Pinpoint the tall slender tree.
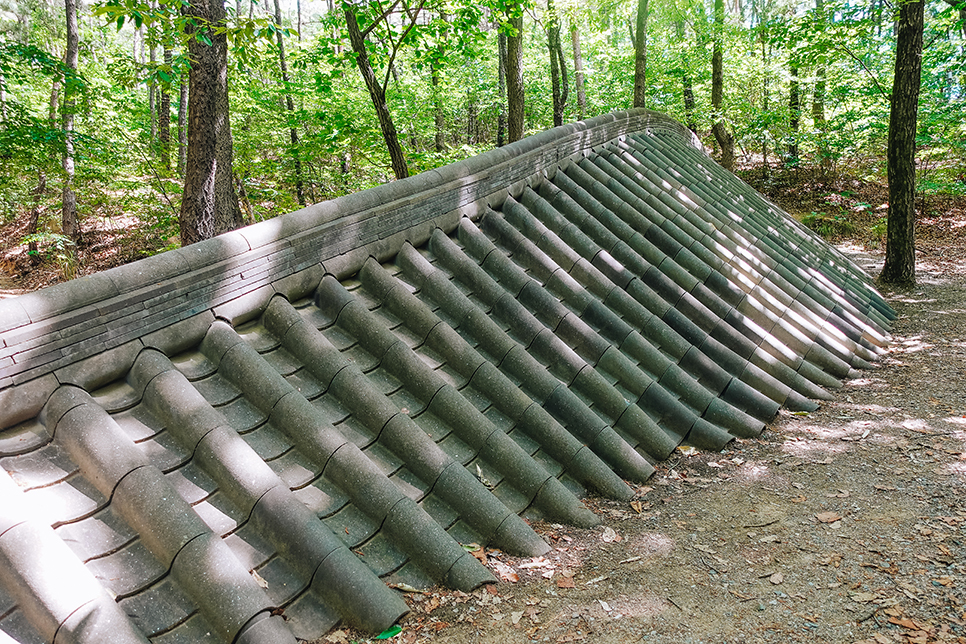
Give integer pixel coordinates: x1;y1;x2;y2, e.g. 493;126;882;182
61;0;81;242
711;0;735;170
179;0;242;246
879;0;925;286
274;0;305;206
547;0;570;127
570;16;587;119
506;2;524;143
634;0;648;107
=-=-=
INSTRUCTION:
List each line of the rows above that contains the string "pixel", matching case exactly.

PROBLEM SOLUTION:
Give integer pixel coordinates: x1;y1;x2;y2, e.g. 493;126;882;182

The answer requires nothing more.